DETAILED DESCRIPTION
Referring to FIG. 1, fuel injector 10 includes an injector body 11
that defines a nozzle outlet 12 and a fuel inlet/return opening 13.
A cam driven plunger 15 is positioned to move in the injector body
11 to displace fuel into fuel passage 18, which is disposed in
injector body 11. A fuel spill passage 20 is disposed in injector
body 11 and extends between fuel passage 18 and supply/return
opening 13. An electronically controlled spill valve 22 includes a
valve member 25 with an annular valve surface 43 (FIG. 2) that
moves into and out of contact with an annular valve seat 29 to
close and open spill passage 20. The valve member 25 includes a
threaded bore 40 extending therethrough that is concentric with the
annular valve surface 43. A solenoid armature 23 is attached to
valve member 25 via a threaded fastener 24 that is mated to threads
40 of valve member 25 via a set of external threads 41. Thus, when
plunger 15 is being driven downward to pressurize fuel in fuel
pressurization chamber 17, the fuel may be initially displaced back
through supply/return opening 13 via spill passage 20. When
electronically controlled valve 22 is energized to move annular
valve surface 43 into contact with annular valve seat 29, spill
passage 20 becomes closed, and fuel pressure in chamber 17, and
hence nozzle chamber 19, quickly rises to injection pressure
levels.

Recorded data
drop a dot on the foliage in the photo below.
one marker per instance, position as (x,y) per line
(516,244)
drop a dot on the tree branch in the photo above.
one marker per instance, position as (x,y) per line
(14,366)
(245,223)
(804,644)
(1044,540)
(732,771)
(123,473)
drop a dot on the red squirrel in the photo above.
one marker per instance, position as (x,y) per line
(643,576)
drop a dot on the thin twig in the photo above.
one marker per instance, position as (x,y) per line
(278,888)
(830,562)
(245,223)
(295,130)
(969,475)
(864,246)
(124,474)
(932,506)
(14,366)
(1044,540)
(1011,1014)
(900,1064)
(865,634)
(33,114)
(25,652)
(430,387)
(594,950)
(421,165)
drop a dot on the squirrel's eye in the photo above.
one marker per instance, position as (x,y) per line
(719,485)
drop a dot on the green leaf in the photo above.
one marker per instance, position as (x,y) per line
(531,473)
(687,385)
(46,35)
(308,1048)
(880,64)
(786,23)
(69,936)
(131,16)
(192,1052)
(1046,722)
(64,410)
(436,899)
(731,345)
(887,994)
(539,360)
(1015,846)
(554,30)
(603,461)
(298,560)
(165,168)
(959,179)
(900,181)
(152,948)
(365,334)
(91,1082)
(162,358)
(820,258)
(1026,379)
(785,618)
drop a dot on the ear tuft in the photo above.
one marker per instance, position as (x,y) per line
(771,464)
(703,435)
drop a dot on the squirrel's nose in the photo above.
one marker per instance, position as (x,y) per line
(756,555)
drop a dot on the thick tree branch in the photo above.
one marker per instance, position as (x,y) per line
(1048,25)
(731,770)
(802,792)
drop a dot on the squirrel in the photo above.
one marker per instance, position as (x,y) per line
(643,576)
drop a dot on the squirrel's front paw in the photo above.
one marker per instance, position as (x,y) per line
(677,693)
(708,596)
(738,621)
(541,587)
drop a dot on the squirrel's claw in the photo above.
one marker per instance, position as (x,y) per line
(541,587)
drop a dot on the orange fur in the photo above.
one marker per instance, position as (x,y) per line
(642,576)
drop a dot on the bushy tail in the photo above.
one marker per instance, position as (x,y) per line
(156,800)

### REQUIRED WORK
- a) In the fuel injector description, what attaches the solenoid armature to valve member 25?
- b) For each statement, say whether it agrees with the fuel injector description, and quote the words that decide it: (i) the threaded bore in the valve member is concentric with the annular valve surface; (ii) the fuel spill passage runs between the fuel passage and the nozzle outlet; (iii) the plunger is driven by a solenoid.
The items have no connection to the fuel injector description.

### RESULTS OF THE EXERCISE
- a) A threaded fastener 24.

- b)
(i) Yes: "concentric with the annular valve surface 43"
(ii) No: "extends between fuel passage 18 and supply/return opening 13"
(iii) No: "A cam driven plunger 15"